▸ TASK STATEMENT
Print all of the data exactly.

※ ※ ※

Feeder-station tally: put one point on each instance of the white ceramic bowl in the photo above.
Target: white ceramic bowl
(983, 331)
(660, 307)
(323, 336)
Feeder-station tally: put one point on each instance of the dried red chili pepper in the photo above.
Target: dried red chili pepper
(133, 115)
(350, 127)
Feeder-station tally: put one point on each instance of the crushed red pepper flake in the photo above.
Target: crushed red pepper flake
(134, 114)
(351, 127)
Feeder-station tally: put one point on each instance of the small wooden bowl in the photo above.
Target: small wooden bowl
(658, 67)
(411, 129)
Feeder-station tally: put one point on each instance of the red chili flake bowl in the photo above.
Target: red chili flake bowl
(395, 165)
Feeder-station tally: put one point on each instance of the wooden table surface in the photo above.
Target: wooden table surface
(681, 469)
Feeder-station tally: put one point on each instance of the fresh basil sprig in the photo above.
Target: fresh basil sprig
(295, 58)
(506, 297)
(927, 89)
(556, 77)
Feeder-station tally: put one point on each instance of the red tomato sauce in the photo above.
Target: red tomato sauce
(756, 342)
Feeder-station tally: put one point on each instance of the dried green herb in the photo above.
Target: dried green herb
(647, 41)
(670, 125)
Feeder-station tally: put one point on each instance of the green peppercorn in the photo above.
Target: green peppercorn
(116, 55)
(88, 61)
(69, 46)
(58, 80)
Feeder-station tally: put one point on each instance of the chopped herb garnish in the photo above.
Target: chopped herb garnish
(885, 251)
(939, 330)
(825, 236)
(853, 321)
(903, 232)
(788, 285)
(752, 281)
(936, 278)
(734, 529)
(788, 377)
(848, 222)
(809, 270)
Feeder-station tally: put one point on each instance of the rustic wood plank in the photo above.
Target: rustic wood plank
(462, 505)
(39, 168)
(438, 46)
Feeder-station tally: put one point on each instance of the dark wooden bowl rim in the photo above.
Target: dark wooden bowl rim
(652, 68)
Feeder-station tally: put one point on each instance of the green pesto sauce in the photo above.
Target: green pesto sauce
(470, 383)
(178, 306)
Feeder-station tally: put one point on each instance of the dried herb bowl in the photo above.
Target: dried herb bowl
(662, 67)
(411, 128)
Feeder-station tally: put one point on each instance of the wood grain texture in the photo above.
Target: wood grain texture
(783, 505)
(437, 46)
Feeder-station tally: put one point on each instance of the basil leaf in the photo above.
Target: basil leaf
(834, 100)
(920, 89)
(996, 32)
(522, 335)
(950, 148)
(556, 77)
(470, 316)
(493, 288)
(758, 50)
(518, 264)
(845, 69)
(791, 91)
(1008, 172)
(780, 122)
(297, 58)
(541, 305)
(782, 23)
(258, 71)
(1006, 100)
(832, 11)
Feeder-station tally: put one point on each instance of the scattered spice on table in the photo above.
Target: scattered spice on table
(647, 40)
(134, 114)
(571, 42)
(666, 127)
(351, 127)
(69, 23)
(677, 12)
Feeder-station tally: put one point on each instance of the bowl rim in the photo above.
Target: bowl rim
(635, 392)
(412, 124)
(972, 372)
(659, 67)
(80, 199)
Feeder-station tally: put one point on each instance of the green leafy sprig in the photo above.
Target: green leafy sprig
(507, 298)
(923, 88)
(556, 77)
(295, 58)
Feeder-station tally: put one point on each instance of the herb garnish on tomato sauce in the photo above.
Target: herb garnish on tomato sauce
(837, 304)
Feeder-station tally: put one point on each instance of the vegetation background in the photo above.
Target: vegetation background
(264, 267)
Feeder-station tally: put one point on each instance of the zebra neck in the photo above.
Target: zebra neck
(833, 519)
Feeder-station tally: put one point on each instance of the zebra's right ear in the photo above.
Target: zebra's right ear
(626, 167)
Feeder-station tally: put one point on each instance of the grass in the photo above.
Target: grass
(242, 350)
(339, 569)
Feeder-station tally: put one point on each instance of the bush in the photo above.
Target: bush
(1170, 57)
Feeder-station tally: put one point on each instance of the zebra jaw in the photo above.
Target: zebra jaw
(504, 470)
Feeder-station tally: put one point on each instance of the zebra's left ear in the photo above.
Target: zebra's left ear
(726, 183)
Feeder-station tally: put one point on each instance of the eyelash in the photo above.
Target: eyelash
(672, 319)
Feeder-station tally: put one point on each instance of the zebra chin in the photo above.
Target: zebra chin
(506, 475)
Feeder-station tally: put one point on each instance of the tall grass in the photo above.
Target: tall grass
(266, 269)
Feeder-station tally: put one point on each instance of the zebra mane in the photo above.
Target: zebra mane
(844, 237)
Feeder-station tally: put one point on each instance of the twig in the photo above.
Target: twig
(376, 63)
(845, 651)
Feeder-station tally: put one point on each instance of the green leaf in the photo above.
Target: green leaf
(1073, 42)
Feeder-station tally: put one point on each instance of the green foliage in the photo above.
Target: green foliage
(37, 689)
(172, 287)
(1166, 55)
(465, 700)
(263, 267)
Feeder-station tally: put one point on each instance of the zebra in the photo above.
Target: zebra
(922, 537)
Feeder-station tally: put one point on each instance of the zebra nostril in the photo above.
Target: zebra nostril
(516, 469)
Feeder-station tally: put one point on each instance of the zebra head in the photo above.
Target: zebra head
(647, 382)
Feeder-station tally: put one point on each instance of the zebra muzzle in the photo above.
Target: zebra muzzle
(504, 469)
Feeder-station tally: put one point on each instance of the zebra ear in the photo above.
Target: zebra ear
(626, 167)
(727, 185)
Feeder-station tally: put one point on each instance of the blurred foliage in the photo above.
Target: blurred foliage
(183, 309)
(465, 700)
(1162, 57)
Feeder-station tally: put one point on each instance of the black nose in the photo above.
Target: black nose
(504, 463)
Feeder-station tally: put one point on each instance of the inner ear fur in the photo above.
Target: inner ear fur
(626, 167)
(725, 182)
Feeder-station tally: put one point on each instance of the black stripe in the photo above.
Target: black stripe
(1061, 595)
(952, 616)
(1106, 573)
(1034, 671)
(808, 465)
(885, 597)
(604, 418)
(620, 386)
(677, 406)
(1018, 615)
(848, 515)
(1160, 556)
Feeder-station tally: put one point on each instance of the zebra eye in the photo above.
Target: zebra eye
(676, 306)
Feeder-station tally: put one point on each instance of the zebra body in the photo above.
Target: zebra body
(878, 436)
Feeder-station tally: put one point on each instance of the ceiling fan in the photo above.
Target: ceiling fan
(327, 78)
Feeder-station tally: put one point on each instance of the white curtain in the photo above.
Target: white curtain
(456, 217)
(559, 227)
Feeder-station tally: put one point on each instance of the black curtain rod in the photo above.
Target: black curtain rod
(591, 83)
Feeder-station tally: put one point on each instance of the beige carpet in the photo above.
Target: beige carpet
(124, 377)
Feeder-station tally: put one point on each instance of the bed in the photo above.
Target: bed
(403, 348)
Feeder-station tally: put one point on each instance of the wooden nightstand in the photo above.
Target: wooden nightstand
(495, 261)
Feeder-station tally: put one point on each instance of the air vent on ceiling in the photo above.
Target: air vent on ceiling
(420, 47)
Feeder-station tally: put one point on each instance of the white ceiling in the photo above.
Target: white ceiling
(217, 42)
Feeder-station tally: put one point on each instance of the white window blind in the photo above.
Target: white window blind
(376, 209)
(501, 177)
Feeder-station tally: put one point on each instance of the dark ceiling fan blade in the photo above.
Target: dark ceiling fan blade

※ ※ ※

▸ RESULT OF THE EXERCISE
Feeder-station tally: put one point on each instance of the white ceramic bowl in the photo above.
Target: white ceramic bowl
(983, 331)
(660, 307)
(323, 336)
Feeder-station tally: put one point on each instance of the dried red chili pepper in the photo above.
Target: dried red chili pepper
(133, 115)
(350, 127)
Feeder-station tally: put one point on each instance of the crushed red pepper flake in the photo above.
Target: crushed red pepper flake
(134, 114)
(351, 127)
Feeder-station tally: put one point on each instance of the small wooden bowl in the photo above.
Target: small wooden bowl
(658, 67)
(411, 129)
Feeder-station tally: put one point on each instance of the red chili flake bowl in the photo above.
Target: red chili flake bowl
(395, 165)
Feeder-station tally: put one point on each instance of the wooden table surface in the photo above.
Target: wooden table surface
(681, 469)
Feeder-station tally: put one point on each instance of the fresh basil sprig in the photo above.
Target: fresh basil sprig
(295, 58)
(506, 297)
(927, 89)
(556, 77)
Feeder-station tally: put one point on each instance of the red tomato sauce in the photo above.
Target: red tomato sauce
(756, 342)
Feeder-station tally: put one point on each instance of the dried green herb in the photo above.
Target: dried green herb
(647, 41)
(670, 125)
Feeder-station tally: put one point on each instance of the green peppercorn in the photo above.
Target: green peppercorn
(116, 55)
(88, 61)
(69, 46)
(58, 80)
Feeder-station tally: put one point on each instance of the chopped herb garnish in the photo above.
Target: chopped herb garnish
(885, 251)
(939, 330)
(825, 236)
(853, 321)
(903, 232)
(788, 285)
(752, 281)
(936, 278)
(734, 529)
(788, 377)
(848, 222)
(809, 270)
Feeder-station tally: put one point on each instance of the rustic wood plank in the photo above.
Target: rustic wood plank
(462, 505)
(39, 168)
(438, 46)
Feeder-station tally: put one point on each instance of the dark wooden bowl rim in the photo above.
Target: dark wooden bowl rim
(652, 68)
Feeder-station tally: put one point on each instance of the green pesto sauce in the photo above.
Target: green pesto sauce
(470, 383)
(178, 306)
Feeder-station tally: put one point on each instance of the dried herb bowl in the photo above.
Target: dried herb bowl
(662, 67)
(411, 128)
Feeder-station tally: put one point on each instance of the wood grain texture in the photo above.
Target: wood grain texture
(783, 505)
(437, 46)
Feeder-station tally: put one point on each instance of the basil leaf in the photo above.
Target: basil leaf
(834, 100)
(920, 89)
(996, 32)
(522, 335)
(950, 148)
(556, 77)
(470, 316)
(493, 288)
(758, 50)
(518, 264)
(845, 69)
(791, 91)
(1008, 172)
(780, 122)
(297, 58)
(541, 305)
(782, 23)
(258, 71)
(1006, 100)
(832, 11)
Feeder-station tally: put one point on each instance of the scattered spice on table in the photo above.
Target: scattered spice on table
(647, 40)
(134, 114)
(571, 42)
(666, 127)
(351, 127)
(69, 23)
(677, 12)
Feeder-station tally: put one point on each instance of the bowl rim in the photo above.
Target: bowl rim
(635, 392)
(412, 124)
(972, 372)
(659, 67)
(80, 199)
Feeder-station tally: put one point on each instance of the green leafy sprig in the photo above.
Target: green leafy sprig
(507, 298)
(923, 88)
(556, 77)
(295, 58)
Feeder-station tally: put one point on each instance of the herb garnish on tomato sauce in the photo above.
Target: herb garnish on tomato sauce
(837, 304)
Feeder-station tally: put one point on each instance of the vegetation background in the photo above.
Target: vegetation background
(264, 267)
Feeder-station tally: put one point on each instance of the zebra neck in the photo above.
Target: zebra neck
(833, 519)
Feeder-station tally: put one point on each instance of the zebra's right ear in the photo above.
Target: zebra's right ear
(626, 167)
Feeder-station tally: put one point on each instance of the grass in the photo above.
Target: grass
(242, 350)
(339, 569)
Feeder-station tally: put one point on each instance of the bush in the photo above.
Target: bush
(1170, 57)
Feeder-station tally: put one point on each instance of the zebra jaw in the photo above.
Target: zebra jaw
(504, 470)
Feeder-station tally: put one point on each instance of the zebra's left ear in the photo above.
Target: zebra's left ear
(726, 183)
Feeder-station tally: put one point on each instance of the eyelash in the photo above.
Target: eyelash
(672, 319)
Feeder-station tally: put one point on each instance of the zebra chin in the photo above.
Target: zebra chin
(506, 475)
Feeder-station tally: put one point on each instance of the tall grass in the photo above.
Target: tall grass
(266, 269)
Feeder-station tally: put one point on each instance of the zebra mane in the photo above.
Target: zebra mane
(844, 237)
Feeder-station tally: put one point on each instance of the twig in the photo above.
Target: twig
(376, 63)
(845, 651)
Feeder-station tally: put one point on each instance of the green leaf in the photo above.
Target: green leaf
(1073, 42)
Feeder-station tally: put one point on each instance of the green foliage in the photo above.
Target: green foliage
(37, 689)
(172, 287)
(1166, 55)
(465, 700)
(263, 267)
Feeder-station tally: put one point on each instance of the zebra in the photo above.
Target: zebra
(922, 537)
Feeder-station tally: put one point on each instance of the zebra nostril in the photo above.
Target: zebra nostril
(516, 469)
Feeder-station tally: put one point on each instance of the zebra head in the photo above.
Target: zebra head
(647, 382)
Feeder-station tally: put one point on each instance of the zebra muzzle in the photo above.
Target: zebra muzzle
(504, 469)
Feeder-station tally: put one point on each instance of the zebra ear in the photo above.
Target: zebra ear
(626, 167)
(727, 185)
Feeder-station tally: put one point on each instance of the blurred foliage in the photo above.
Target: blurred foliage
(183, 309)
(465, 700)
(1162, 57)
Feeder-station tally: put one point on each instance of the black nose in the photo above.
Target: black nose
(504, 463)
Feeder-station tally: put one point on each instance of the inner ear fur in the photo above.
Target: inner ear fur
(626, 167)
(725, 182)
Feeder-station tally: put one point on each instance of the black stripe in the photo above.
Target: black stripe
(1061, 595)
(952, 616)
(1106, 573)
(1034, 671)
(808, 465)
(885, 597)
(604, 418)
(620, 386)
(677, 406)
(1018, 615)
(848, 515)
(1160, 556)
Feeder-station tally: put one point on each instance of the zebra eye in the photo above.
Target: zebra eye
(676, 306)
Feeder-station tally: put one point on each instance of the zebra body in the photo above.
Target: zebra body
(878, 436)
Feeder-station tally: put one point on each instance of the ceiling fan in the photo above.
Target: ceiling fan
(327, 78)
Feeder-station tally: put one point on each instance of the white curtain in the photo above.
Target: white curtain
(456, 217)
(559, 227)
Feeder-station tally: put one point on each instance of the black curtain rod in the photo above.
Target: black curtain rod
(591, 83)
Feeder-station tally: put one point on each instance of the beige carpet in the photo above.
Target: beige carpet
(124, 377)
Feeder-station tally: put one point on each instance of the bed in the photo above.
Target: bed
(403, 348)
Feeder-station tally: put one point on each instance of the wooden nightstand in the photo above.
Target: wooden nightstand
(495, 261)
Feeder-station tally: put one point on each instance of the air vent on ceiling in the photo above.
Target: air vent on ceiling
(420, 47)
Feeder-station tally: put one point on each instance of the white ceiling in the photo above.
Target: white ceiling
(217, 42)
Feeder-station tally: put one point on each instance of the white window blind in the photo above.
Target: white window blind
(376, 209)
(501, 177)
Feeder-station tally: put one point on each instance of the dark ceiling fan blade in the photo above.
Target: dark ceiling fan blade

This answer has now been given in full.